# Desafio 1:
No texto sobre a apensação de processos, que artigo do Código de Processo Civil regula a apensação de ações?

# Texto de leitura:

---

Não foram apresentadas contra-alegações.
Colhidos os vistos, cumpre apreciar.
II. OBJECTO DO RECURSO
A. Sendo o objecto do recurso definido pelas conclusões das alegações, impõe-se conhecer das questões colocadas pelo recorrente e as que forem de conhecimento oficioso, sem prejuízo daquelas cuja decisão fique prejudicada pela solução dada a outras, importando destacar, todavia, que o tribunal não está obrigado a apreciar todos os argumentos apresentados pelas partes para sustentar os seus pontos de vista, sendo o julgador livre na interpretação e aplicação do direito.
B. Considerando, deste modo, a delimitação que decorre das conclusões formuladas pelo recorrente, no caso dos autos cumprirá apreciar:
- se existe fundamento para admitir a requerida apensação de processos;
- se deve ser admitida a junção, como meio de prova, dos documentos apresentados com o requerimento de 24.11.2022.
III - FUNDAMENTAÇÃO DE FACTO.
Os factos/incidências processuais a atender para o conhecimento do objecto do recurso são os narrados no relatório introdutório.
IV. FUNDAMENTAÇÃO DE DIREITO.
1. Apensação de processos.
Requereu o Autor “a apensação do processo de execução 15517/19.5T8PRT que corre termos pelos juízes de execução Juiz- 1 e o processo de execução 15518/19.3T8PRT que corre termos pelos Juízos de execução Juiz 5, ambos no Tribunal Judicial da Comarca do Porto, bem como os apensos a esses processos (embargos)”, pretensão que viu indeferida com fundamento na falta de pressupostos legais que permita tal apensação.
Contra tal decisão reagiu o mesmo através do presente recurso.
Sob a epígrafe apensação de Ações, dispõe o artigo 267.º do Código de Processo Civil: 1 - Se forem propostas separadamente ações que, por se verificarem os pressupostos de admissibilidade do litisconsórcio, da coligação, da oposição ou da reconvenção, pudessem ser reunidas num único processo, é ordenada a junção delas, a requerimento de qualquer das partes com interesse atendível na junção, ainda que pendam em tribunais diferentes, a não ser que o estado do processo ou outra razão especial torne inconveniente a apensação. 2 - Os processos são apensados ao que tiver sido instaurado em primeiro lugar, salvo se os pedidos forem dependentes uns dos outros, caso em que a apensação é feita na ordem da dependência, ou se alguma das causas pender em instância central, a ela se apensando as que corram em instância local. 3 - A junção deve ser requerida ao tribunal perante o qual penda o processo a que os outros tenham de ser apensados. 4 - Quando se trate de processos que pendam perante o mesmo juiz, pode este determinar, mesmo oficiosamente, ouvidas as partes, a apensação. 5 - Tendo sido penhorados, em execuções distintas, quinhões no mesmo património autónomo ou direitos relativos ao mesmo bem indiviso, pode o juiz, oficiosamente ou a requerimento da parte, ordenar a apensação ao processo em que tenha sido feita a primeira penhora desde que não ocorra nenhuma das circunstâncias previstas no n.º 1 do artigo 709.º.

---

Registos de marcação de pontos
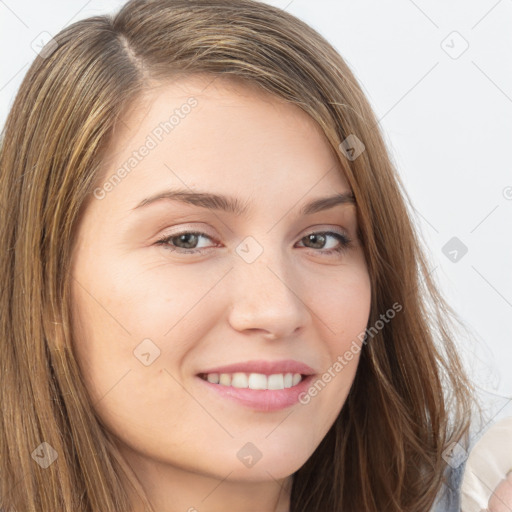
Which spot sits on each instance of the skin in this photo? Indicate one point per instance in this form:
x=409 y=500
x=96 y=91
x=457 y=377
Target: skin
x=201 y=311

---

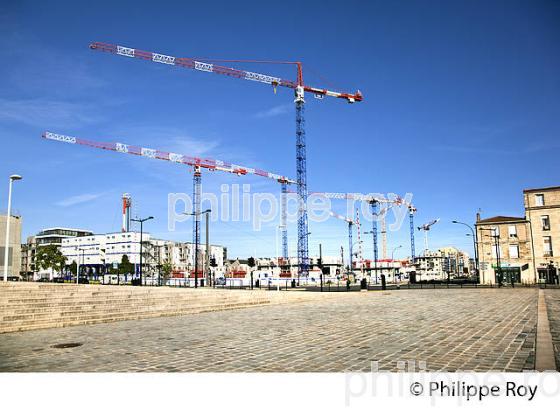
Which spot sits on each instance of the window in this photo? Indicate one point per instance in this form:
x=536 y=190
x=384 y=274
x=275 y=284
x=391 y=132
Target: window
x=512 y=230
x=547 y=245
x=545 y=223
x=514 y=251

---

# Desafio 2:
Reescreva as linhas apresentadas depois do texto, começando pela que contém "Which spot sits on each instance of the skin" e seguindo até à que contém "x=201 y=311", ambas incluídas.

# Resposta final 1:
O artigo 267.º do Código de Processo Civil.

# Resposta final 2:
Which spot sits on each instance of the skin in this photo? Indicate one point per instance in this form:
x=409 y=500
x=96 y=91
x=457 y=377
Target: skin
x=201 y=311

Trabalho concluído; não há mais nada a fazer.